* begin *

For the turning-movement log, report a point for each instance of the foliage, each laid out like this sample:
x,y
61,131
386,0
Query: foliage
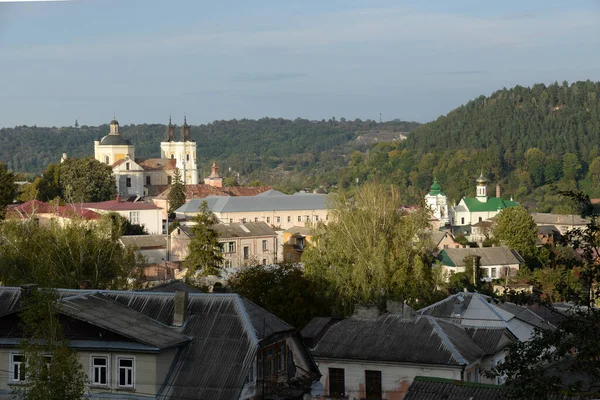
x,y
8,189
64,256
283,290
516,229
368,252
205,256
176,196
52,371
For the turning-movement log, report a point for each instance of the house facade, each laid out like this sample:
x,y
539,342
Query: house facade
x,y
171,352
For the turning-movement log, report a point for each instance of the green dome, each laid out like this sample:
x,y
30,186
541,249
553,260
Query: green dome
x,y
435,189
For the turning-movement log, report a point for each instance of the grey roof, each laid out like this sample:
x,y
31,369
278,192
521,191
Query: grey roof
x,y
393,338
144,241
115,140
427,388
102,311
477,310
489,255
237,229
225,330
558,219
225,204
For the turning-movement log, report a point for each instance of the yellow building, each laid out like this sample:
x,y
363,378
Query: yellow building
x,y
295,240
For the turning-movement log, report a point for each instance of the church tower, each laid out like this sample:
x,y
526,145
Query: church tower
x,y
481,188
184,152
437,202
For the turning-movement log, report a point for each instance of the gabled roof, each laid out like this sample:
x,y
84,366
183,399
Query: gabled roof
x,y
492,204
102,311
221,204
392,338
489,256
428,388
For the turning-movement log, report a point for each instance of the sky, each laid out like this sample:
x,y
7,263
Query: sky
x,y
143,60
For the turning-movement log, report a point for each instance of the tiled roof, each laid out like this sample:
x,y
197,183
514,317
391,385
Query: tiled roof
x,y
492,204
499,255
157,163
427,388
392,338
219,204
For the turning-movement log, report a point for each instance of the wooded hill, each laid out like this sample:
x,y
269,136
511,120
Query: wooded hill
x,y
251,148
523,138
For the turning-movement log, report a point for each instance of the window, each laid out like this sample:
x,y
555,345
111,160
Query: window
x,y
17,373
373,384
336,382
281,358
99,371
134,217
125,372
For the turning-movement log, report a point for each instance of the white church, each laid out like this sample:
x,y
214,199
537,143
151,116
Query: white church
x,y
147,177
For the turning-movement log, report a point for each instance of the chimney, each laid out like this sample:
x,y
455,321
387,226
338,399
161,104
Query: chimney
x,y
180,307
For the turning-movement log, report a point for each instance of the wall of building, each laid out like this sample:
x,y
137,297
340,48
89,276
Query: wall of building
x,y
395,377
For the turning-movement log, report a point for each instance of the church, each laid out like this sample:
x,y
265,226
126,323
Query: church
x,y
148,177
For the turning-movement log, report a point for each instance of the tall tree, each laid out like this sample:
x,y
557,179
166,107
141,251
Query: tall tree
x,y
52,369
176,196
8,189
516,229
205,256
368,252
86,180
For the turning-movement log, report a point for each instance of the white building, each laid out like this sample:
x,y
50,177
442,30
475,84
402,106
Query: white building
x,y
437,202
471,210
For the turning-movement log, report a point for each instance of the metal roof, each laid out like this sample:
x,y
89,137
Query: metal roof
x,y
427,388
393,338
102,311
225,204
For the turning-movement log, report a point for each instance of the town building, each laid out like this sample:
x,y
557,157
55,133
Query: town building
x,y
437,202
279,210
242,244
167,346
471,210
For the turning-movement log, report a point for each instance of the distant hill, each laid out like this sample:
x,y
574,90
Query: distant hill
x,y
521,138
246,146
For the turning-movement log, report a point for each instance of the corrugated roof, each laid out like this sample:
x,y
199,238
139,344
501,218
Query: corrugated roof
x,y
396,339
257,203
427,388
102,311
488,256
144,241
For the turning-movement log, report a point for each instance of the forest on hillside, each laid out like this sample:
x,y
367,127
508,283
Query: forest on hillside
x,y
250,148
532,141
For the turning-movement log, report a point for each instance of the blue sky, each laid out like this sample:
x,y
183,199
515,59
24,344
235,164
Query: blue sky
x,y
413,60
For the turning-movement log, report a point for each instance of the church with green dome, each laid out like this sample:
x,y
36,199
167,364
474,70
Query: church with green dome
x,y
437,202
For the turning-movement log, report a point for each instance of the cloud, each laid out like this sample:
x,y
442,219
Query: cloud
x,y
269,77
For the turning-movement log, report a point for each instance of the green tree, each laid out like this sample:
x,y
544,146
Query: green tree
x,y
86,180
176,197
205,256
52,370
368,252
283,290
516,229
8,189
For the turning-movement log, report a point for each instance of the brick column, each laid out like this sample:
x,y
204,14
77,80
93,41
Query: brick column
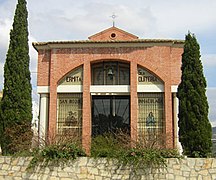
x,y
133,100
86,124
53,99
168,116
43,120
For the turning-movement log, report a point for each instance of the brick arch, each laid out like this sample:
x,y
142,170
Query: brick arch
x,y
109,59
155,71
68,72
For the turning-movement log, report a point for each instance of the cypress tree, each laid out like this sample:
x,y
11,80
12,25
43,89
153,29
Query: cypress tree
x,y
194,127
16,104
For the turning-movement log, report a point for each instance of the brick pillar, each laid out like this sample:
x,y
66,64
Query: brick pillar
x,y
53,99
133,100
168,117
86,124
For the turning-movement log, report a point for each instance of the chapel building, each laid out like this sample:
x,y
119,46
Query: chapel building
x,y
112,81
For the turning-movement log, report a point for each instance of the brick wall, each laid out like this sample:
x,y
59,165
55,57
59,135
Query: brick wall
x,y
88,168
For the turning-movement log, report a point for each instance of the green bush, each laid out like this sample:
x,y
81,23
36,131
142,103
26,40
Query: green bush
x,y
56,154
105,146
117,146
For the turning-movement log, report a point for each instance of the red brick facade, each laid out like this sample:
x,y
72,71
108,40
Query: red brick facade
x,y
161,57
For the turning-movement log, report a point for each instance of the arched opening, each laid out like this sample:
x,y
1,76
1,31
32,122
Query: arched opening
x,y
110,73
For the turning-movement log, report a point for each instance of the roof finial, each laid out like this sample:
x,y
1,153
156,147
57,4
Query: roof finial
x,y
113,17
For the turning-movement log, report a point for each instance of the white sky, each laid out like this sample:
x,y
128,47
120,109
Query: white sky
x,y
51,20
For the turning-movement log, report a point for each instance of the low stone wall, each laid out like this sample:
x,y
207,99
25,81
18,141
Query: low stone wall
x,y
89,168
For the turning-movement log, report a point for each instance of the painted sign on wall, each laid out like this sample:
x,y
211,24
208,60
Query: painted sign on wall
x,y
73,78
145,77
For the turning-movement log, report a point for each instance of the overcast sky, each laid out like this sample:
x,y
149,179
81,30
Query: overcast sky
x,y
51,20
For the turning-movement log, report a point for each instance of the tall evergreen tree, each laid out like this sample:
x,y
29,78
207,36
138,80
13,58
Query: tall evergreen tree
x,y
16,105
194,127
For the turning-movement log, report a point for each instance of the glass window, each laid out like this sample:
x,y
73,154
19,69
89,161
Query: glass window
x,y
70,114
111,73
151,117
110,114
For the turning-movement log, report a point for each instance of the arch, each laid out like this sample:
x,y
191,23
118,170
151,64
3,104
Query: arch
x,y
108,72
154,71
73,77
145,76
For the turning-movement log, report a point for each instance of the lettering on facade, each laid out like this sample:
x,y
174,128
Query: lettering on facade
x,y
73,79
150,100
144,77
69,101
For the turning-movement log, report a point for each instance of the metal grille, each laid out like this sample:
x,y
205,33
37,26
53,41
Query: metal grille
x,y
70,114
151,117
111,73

* end *

_WORK REQUIRED_
Extract all the entries word for word; omit any pictures.

_RESULT_
For the turning-movement log, report a point for each instance of the foliage, each laid out like this sample:
x,y
61,131
386,0
Query: foliage
x,y
8,189
64,256
283,290
516,229
368,252
205,256
176,196
52,371
For the turning-movement log, report a point for each instance of the house facade, each laid out like this sample:
x,y
539,342
Query: house facade
x,y
171,352
For the turning-movement log, report a point for each instance of the green dome, each laid out like this sample:
x,y
30,186
541,249
553,260
Query: green dome
x,y
435,189
For the turning-movement log, report a point for each instance of the grey roof, each laid out like this sample:
x,y
31,369
278,192
521,191
Query: grey roof
x,y
393,338
144,241
115,140
427,388
102,311
477,310
489,255
237,229
225,330
558,219
225,204
For the turning-movement log, report a point for each instance of the yellow building, each laid out like this sample:
x,y
363,378
Query: yellow building
x,y
295,240
For the turning-movement log, report a point for each instance of the church tower, each laid out like this sample:
x,y
526,145
Query: church tower
x,y
481,188
184,152
437,202
For the turning-movement log, report a point for each instance of the gabled roof, each laid out like this sample:
x,y
84,366
183,399
Query: gabled roof
x,y
492,204
102,311
221,204
392,338
489,256
428,388
For the turning-movement log, report a point for each instance of the sky, each laid out like this sample:
x,y
7,263
Query: sky
x,y
143,60
For the turning-movement log, report a point for each instance of the tiled roof, each laid out like this sample:
x,y
197,183
514,317
391,385
Query: tiled roof
x,y
492,204
499,255
157,163
427,388
392,338
219,204
For the turning-movement log, report a point for each instance of the wooded hill, each laid out like this sample:
x,y
269,136
511,120
Query: wooded hill
x,y
251,148
523,138
For the turning-movement log, report a point for each instance of the window, each laid out like this sample:
x,y
555,345
111,160
Query: window
x,y
17,373
373,384
336,382
281,358
99,371
134,217
125,372
For the turning-movement log, report a point for each instance of the white church, each laid out like this sample:
x,y
214,199
537,143
151,116
Query: white church
x,y
147,177
For the turning-movement log, report a point for each instance of the chimney, each laid out like this sample:
x,y
455,321
387,226
338,399
161,104
Query: chimney
x,y
180,307
For the turning-movement log, report a point for each instance of the wall of building, each laid out like this sample:
x,y
137,297
340,48
89,276
Query: wall of building
x,y
395,377
For the turning-movement log, report a point for each instance of the church, each laid out like this sample:
x,y
265,226
126,323
Query: church
x,y
148,177
For the turning-movement log, report a point for each instance of the tall tree, each laid out like this sample:
x,y
557,179
166,107
141,251
Query: tall tree
x,y
52,369
176,196
8,189
516,229
205,256
368,252
86,180
For the turning-movement log, report a point for each instance of the white building, each laid out like this sample:
x,y
50,177
442,30
475,84
402,106
Query: white building
x,y
437,202
471,210
For the turning-movement log, report a point for each instance of the metal roof, each laid out like this sample:
x,y
89,137
Query: metal roof
x,y
427,388
393,338
102,311
225,204
For the turning-movement log, report a point for each instance of the town building, each laid out like this sample:
x,y
557,157
55,133
Query: town building
x,y
437,202
279,210
242,244
167,346
471,210
For the turning-movement log, report a point for each instance of the distant hill, each laid out like this sample:
x,y
574,90
Query: distant hill
x,y
521,138
246,146
For the turning-movement log, report a point for each instance of the corrugated roof, each laid out like this sample:
x,y
199,238
139,344
501,218
Query: corrugated roof
x,y
396,339
257,203
427,388
102,311
488,256
144,241
For the turning-movement log, report a point for each instance of the forest on hillside, each laid out like this sample:
x,y
367,127
508,283
Query: forest on hillside
x,y
250,148
532,141
For the turning-movement log, report a point for each instance of the blue sky, each laid out like this sample:
x,y
183,199
515,59
24,344
235,164
Query: blue sky
x,y
413,60
For the turning-movement log, report a point for each instance of the church with green dome, each laid out like this sample:
x,y
36,199
167,364
474,70
Query: church with green dome
x,y
437,202
For the turning-movement log, report a point for each instance of the cloud, each laid out like this sample:
x,y
442,219
Query: cloud
x,y
269,77
For the turning-movement log, report a point for each instance of the green tree, each laid out like this sample:
x,y
544,146
Query: green tree
x,y
86,180
176,197
205,256
52,370
368,252
283,290
516,229
8,189
For the turning-movement log, report a point for each instance of the brick column, each laid out like this sample:
x,y
204,14
77,80
93,41
Query: brick column
x,y
133,100
86,124
53,99
168,116
43,120
For the turning-movement log, report a point for each instance of the brick arch, each laid out like this sample:
x,y
142,170
Query: brick arch
x,y
109,59
155,71
68,72
For the turning-movement log, report a point for each instance of the cypress tree, each laid out like this sample:
x,y
11,80
12,25
43,89
153,29
Query: cypress tree
x,y
194,127
16,104
For the turning-movement log, report a point for each instance of the brick pillar, each laid out like this sample:
x,y
66,64
Query: brick pillar
x,y
53,99
133,100
168,117
86,124
For the turning-movement log, report a point for each instance of the chapel building, each laid out like this sample:
x,y
119,46
Query: chapel building
x,y
112,81
For the turning-movement log, report a point for each instance of the brick wall, each laid out like this sample:
x,y
59,165
55,57
59,135
Query: brick wall
x,y
88,168
For the turning-movement log, report a point for each instance of the green bush, each laid out like this sample:
x,y
81,23
36,131
142,103
26,40
Query: green bush
x,y
56,154
105,146
117,146
For the turning-movement log, report a point for each instance of the red brick facade, each laid out like this sample:
x,y
72,71
108,40
Query: red brick facade
x,y
161,57
For the turning-movement log, report a point for each instance of the arched opening, each laid out like this sample:
x,y
1,76
1,31
32,122
Query: arched opening
x,y
110,73
For the turning-movement log, report a point for each instance of the roof finial, each laid out like this sample:
x,y
1,153
156,147
57,4
Query: roof finial
x,y
113,17
For the turning-movement log, report a point for each instance of the white sky, each laid out like this sample:
x,y
128,47
120,109
Query: white sky
x,y
51,20
For the turning-movement log, report a point for each instance of the low stone wall, each laid out like this sample:
x,y
207,99
25,81
18,141
Query: low stone wall
x,y
89,168
For the turning-movement log, report a point for each instance of the painted sign on wall, each laid out like this sample:
x,y
211,24
208,60
Query: painted sign on wall
x,y
73,78
145,77
For the turning-movement log, report a point for each instance of the overcast sky, each laid out like this sample:
x,y
149,179
81,30
Query: overcast sky
x,y
51,20
For the turning-movement log, report a point for each instance of the tall evergreen tree, each laid out like this sample:
x,y
29,78
207,36
138,80
13,58
Query: tall evergreen tree
x,y
16,105
194,127
For the turning-movement log, report a point for each instance of the glass window, each laid out like this sample:
x,y
73,154
19,69
89,161
Query: glass window
x,y
70,114
111,73
151,117
110,114
For the turning-movement log, report a point for each instance of the arch, each laid out like this sample:
x,y
191,23
118,170
151,64
3,104
Query: arch
x,y
108,72
154,71
73,77
145,76
For the turning-movement log, report a point for each instance of the lettering on facade, each laid out like this sample:
x,y
174,128
Query: lettering on facade
x,y
73,79
150,100
144,77
69,101
For the turning-movement log, report a point for each instance of the metal grille, each laid out like this sample:
x,y
205,33
37,26
53,41
Query: metal grille
x,y
70,114
151,117
111,73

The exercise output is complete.